Explore o material -
• 1. No texto sobre a volta das crianças às aulas, a partir de que data as crianças das creches puderam retornar?
• 2. Escreva a continuação do texto sobre a volta das crianças às aulas, começando logo após a última frase apresentada.

Texto de leitura -
====

Crianças voltam às aulas mais quietas depois do período de isolamento
Para especialistas, dificuldade na comunicação oral não deve ser vista como retrocesso
No retorno às atividades presenciais da educação infantil, os professores encontraram crianças menos falantes, com mais autonomia e igualmente curiosas.
Para a psicóloga infantil Sabrina Pani, as mudanças são esperadas, refletem o período de isolamento e não devem ser vistas como retrocesso. “É preciso respeitar o tempo da criança e lembrar que cada família foi afetada de formas diferentes pela pandemia.”
Desde 2 de agosto, as pré-escolas da cidade de São Paulo estão autorizadas a receber 100% dos alunos em esquema de revezamento. Nas creches, as crianças puderam retornar a partir de 8 de setembro.
Na Emei (Escola Municipal de Educação Infantil) Coronel Alexandre Gama, no Jardim Damasceno, zona sul da capital paulista, a coordenadora pedagógica Eliane Moreira se surpreendeu ao ver a autonomia dos alunos na hora de brincar e interagir.
“Em uma das turmas, elas começaram a fazer pontes com os brinquedos para se conectar ao coleguinha da outra mesa”, conta.
Eliane lembra que, apesar do ambiente de apreensão da pandemia, faz parte da natureza infantil buscar formas de socializar e se relacionar.

====

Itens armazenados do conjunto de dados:
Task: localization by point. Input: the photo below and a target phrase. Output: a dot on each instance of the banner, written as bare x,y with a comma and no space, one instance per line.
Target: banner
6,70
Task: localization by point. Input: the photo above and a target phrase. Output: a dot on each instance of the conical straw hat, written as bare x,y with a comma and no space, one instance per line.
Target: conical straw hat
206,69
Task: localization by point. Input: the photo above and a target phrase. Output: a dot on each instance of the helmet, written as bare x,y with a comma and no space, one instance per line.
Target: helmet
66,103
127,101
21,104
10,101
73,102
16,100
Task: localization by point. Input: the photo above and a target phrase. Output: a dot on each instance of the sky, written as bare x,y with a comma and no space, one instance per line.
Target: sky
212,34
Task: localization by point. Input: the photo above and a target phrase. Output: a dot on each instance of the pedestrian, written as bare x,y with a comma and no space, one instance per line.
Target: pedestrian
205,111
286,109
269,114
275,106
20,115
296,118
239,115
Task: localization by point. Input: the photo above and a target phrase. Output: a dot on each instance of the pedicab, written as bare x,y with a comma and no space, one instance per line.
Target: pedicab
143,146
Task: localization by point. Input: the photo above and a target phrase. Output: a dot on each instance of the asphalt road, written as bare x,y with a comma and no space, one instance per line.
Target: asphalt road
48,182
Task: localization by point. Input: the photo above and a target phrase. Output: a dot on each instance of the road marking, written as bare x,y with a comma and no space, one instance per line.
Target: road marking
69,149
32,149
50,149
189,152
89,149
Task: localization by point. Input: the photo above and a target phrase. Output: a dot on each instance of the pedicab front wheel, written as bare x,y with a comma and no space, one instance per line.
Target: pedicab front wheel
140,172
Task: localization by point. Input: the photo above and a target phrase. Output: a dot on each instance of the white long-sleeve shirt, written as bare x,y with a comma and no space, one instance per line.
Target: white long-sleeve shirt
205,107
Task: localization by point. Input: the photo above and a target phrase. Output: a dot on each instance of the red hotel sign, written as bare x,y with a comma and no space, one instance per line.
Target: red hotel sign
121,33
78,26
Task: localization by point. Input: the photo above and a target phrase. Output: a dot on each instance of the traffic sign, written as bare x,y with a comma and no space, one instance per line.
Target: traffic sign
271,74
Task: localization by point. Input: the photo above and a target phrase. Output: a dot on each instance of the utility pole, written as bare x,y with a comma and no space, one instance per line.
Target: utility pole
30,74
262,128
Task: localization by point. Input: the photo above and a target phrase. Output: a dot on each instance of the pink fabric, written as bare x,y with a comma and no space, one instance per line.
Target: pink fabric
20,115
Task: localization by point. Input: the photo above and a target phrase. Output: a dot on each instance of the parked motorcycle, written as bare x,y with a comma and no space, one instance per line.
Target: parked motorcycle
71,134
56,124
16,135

====

Resultados em sequência -
• 1. A partir de 8 de setembro.

• 2.
Especialista em atender escolas, Sabrina Pani explica que atividades lúdicas, como o faz de conta, ajudam a criança a se expressar e entender o mundo. Mas brincar cada um no seu canto pode trazer perdas para o desenvolvimento.
O melhor jeito de minimizar a falta de contato é falando: “Dizer, por exemplo, ‘queria poder abraçar, mas que bom que a gente está aqui, antes era só pela tela'”, diz a psicóloga.
Para Ana Paula Yazbek, diretora pedagógica do Espaço Ekoa, escola localizada no bairro do Butantã, zona oeste da capital, a escuta é essencial no retorno e, com crianças menores, é preciso também estar atento a sinais não orais.
“Eles falam com o corpo, com o olhar, com o silêncio. São formas sutis, mas que aprendemos a ler no dia a dia.”
Ela, que percebeu as crianças mais quietas na volta às aulas, afirma que o silêncio não deve ser visto como atraso, mas como uma característica que reflete o período de isolamento social, em que as interações foram limitadas.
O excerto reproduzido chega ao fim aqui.